• Work instructions
1. Duplicate the passage of the post on isolation starting with "It's been about" and going on through "were so different.".
2. Answer these questions from the post on isolation:
(a) How many migraines has Easton had this year?
(b) With whom did the family live while their house was being built?
(c) In what year did things start to change a little?

[Document segment Boundary: Start]

Thoughts on Isolation

It's been about 7 or 8 years now that I have been living my life largely isolated. 

I noticed when Grayson was just a baby that he wasn't like the other kids his age. I panicked over the idea of taking him to a birthday party and wondered if I would be judged by the other moms for not doing a good enough job being a mom. Such a silly thing to worry about - I doubt anyone was thinking much about us but I felt like the differences in him were so very noticeable - how could someone NOT see that he and I were so different.

And then Easton came along, and I saw more delays in him. I remember seeing him playing with another little boy his age, and there were definitely big differences between the two. I had thought all along that surely he didn't have autism. And then I saw him with his friend. And then I knew. 

I witnessed it when my kids played with their cousins, or when someone would make a casual comment to me about how they couldn't believe our kids were the same age and acted so differently. Or when Grayson was treated cruelly by someone who thought he was just being a bad kid.

I knew. And because I knew I panicked. Things were hard enough with Mike being on shiftwork. And then Grayson started to become aggressive, and we got his autism diagnosis. Non-verbal. 

And then I retreated.

I think I tried up to that point, at least a little bit, to be social and to fit in with other people. But after we got that news, I moved on to self-preservation tactics. Survival. When Grayson tried to bite a peer of his at a play group, I knew it would be better for all involved if we just faded out of that scene.

And then Jovie came along, and we moved in with my parents while we built our house. Our house that until like this past year, no one had ever been invited inside of unless they were family or therapists - mostly because the property damage was so horrific - I was embarrassed. I am still embarrassed by the remnants of it still visible.

The boys were both diagnosed with migraines, and the symptoms of those began to wreak havoc on our family. They are still wreaking havoc. Grayson has had five since October, and Easton has had ten migraines this year. At night I can't sleep because I am constantly worried about who is going to be sick next. 

Over the past nearly five years of living here, I have been going through the motions. I have been battling behaviors, dealing with all the IEPS and ETRS and school stuff, all the therapies, all the doctors appointments - largely carrying that mental load myself. 

Many days I just want to be done with all of that and just be a mom. Or just have some semblance of peace for maybe a week where no one is sick, no one is throwing up, no one needs brought home early from school, where we have zero doctor's appointments - we haven't had one week of quiet since this summer.

I have been putting kids to bed by myself for years now and feeling so much jealousy for all those families who get to spend time together, who can both work outside the home to earn money (special needs life is expensive), who can go on vacation, who can eat dinner together, whose kids EAT, who can get their kids involved in sports and play dates and all that. Who have all the support and care that they would ever need and then some when it comes to taking care of their kids.

But this past year - 2022 - things started to change a little bit. I was able to get out a little bit more, and try hard to be involved in a few things outside of my home. It hasn't been easy.  It has taken me months to keep important appointments because I often have to cancel the things for myself that most people would make a priority. But I am not the priority. My kids are the priority. Mike is the priority.

[Document segment Boundary: End]
[Data excerpts Boundary: Start]

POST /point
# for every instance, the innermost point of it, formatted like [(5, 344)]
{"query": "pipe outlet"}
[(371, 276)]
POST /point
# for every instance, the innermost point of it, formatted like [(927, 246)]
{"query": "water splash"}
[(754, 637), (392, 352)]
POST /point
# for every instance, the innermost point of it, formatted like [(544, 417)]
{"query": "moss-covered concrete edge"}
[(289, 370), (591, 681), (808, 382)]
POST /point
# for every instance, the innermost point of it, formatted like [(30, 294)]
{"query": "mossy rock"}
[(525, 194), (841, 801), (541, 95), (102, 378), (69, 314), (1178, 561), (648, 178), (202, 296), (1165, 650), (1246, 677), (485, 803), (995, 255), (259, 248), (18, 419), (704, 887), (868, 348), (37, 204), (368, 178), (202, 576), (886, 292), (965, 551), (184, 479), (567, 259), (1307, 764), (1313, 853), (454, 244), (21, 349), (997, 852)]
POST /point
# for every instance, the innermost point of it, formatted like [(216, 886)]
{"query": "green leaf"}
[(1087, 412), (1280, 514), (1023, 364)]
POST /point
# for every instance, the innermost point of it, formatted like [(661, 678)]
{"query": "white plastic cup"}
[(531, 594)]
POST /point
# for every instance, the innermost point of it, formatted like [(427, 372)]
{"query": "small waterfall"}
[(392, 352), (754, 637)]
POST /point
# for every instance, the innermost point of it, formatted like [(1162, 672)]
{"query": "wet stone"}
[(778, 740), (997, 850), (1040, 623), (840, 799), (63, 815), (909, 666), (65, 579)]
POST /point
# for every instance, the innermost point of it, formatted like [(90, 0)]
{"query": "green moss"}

[Data excerpts Boundary: End]
[Data excerpts Boundary: Start]

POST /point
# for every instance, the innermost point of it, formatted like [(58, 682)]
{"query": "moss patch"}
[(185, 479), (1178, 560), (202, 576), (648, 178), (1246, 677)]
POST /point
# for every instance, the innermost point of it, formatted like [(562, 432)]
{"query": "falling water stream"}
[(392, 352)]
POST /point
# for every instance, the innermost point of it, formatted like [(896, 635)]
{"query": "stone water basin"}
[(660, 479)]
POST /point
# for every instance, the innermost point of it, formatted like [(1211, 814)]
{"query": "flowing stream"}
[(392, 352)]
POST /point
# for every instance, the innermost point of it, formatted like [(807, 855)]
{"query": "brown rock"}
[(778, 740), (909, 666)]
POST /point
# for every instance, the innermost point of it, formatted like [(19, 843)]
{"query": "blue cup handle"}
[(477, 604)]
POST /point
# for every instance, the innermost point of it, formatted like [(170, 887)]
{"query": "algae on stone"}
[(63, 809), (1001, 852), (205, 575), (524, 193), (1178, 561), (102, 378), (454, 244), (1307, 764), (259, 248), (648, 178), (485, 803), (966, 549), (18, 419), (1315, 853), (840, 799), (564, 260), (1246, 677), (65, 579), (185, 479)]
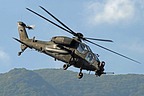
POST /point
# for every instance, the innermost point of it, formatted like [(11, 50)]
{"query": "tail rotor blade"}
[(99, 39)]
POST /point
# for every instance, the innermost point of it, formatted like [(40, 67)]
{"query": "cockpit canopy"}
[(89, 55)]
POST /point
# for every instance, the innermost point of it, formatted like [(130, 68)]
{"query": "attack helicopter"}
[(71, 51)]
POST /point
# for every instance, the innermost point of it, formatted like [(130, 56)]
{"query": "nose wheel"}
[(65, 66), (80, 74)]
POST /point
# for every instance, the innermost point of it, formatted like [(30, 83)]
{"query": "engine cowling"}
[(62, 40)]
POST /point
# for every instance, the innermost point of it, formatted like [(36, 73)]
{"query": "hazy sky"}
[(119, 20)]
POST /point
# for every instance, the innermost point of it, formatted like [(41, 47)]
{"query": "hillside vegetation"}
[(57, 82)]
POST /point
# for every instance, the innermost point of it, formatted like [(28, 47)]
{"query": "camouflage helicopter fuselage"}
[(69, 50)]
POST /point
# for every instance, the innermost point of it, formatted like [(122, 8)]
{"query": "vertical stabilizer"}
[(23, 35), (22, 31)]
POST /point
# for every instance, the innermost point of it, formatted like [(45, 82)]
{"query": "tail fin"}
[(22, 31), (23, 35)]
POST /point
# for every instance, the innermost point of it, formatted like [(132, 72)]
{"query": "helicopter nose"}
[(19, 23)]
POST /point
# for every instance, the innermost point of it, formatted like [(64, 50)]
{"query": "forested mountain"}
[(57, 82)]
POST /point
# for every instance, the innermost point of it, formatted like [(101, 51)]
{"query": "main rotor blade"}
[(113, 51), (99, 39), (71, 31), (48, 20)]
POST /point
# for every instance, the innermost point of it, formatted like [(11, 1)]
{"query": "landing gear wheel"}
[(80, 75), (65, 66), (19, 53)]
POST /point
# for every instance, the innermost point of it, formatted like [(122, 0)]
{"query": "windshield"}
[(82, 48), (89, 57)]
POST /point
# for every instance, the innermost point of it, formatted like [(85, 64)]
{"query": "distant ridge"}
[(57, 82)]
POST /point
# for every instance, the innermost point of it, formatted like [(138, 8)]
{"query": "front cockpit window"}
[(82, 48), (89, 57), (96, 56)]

[Data excerpts Boundary: End]
[Data excerpts Boundary: Start]

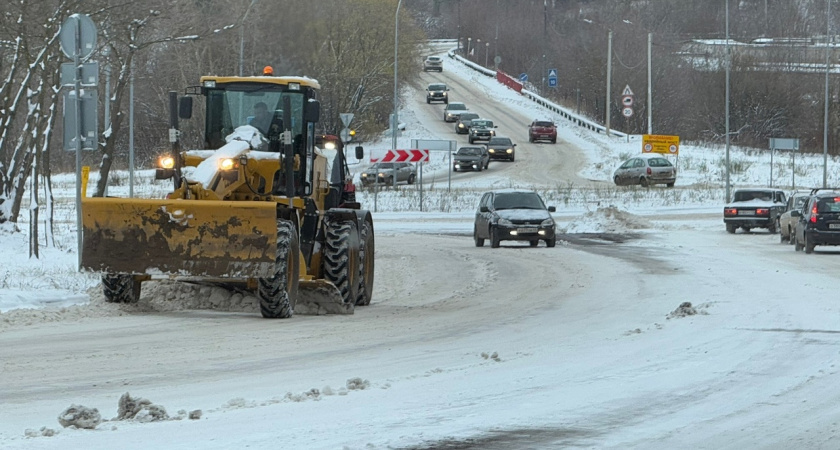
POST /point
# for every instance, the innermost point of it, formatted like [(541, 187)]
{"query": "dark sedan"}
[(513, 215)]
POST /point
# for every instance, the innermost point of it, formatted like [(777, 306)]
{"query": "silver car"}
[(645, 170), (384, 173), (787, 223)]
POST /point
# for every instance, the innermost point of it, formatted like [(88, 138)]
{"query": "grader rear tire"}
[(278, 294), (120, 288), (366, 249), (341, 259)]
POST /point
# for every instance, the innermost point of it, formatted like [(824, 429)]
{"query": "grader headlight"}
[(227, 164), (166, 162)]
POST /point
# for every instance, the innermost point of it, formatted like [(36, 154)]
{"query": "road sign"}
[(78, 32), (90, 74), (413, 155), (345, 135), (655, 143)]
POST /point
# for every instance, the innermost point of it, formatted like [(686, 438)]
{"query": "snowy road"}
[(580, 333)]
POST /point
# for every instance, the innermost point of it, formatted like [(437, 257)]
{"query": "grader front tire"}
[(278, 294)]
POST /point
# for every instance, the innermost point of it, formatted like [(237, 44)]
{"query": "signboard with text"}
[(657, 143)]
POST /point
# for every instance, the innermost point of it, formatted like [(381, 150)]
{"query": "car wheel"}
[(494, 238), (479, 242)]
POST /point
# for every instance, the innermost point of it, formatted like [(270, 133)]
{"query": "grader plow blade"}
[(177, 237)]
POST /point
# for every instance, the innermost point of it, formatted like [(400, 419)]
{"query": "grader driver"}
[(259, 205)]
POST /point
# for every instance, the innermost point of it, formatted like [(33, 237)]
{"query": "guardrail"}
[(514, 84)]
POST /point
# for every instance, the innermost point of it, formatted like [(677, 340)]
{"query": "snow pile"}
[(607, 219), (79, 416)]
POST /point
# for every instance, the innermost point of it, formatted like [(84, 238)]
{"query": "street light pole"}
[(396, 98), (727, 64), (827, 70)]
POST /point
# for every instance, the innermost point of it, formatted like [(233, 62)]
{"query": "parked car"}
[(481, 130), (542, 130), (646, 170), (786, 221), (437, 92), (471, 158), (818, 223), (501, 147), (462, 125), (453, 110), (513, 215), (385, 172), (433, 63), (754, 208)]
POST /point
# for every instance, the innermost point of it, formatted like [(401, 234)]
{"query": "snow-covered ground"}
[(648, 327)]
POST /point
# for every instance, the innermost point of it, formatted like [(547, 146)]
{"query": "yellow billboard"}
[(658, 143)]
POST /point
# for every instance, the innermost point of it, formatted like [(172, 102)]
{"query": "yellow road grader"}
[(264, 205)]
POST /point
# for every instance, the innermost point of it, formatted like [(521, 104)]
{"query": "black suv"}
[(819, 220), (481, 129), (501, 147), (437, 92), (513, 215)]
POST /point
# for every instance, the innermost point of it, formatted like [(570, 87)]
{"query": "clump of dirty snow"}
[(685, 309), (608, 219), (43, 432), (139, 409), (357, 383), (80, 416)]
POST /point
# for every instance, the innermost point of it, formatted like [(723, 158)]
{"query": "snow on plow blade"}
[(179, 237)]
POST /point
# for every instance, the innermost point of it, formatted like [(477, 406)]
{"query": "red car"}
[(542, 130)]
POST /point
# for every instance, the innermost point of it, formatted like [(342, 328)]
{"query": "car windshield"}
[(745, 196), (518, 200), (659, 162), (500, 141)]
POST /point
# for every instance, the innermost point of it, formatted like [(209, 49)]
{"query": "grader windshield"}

[Data excerpts Boundary: End]

• Solutions to the tasks
1.
It's been about 7 or 8 years now that I have been living my life largely isolated. 

I noticed when Grayson was just a baby that he wasn't like the other kids his age. I panicked over the idea of taking him to a birthday party and wondered if I would be judged by the other moms for not doing a good enough job being a mom. Such a silly thing to worry about - I doubt anyone was thinking much about us but I felt like the differences in him were so very noticeable - how could someone NOT see that he and I were so different.

2.
(a) Ten.
(b) The narrator's parents.
(c) 2022.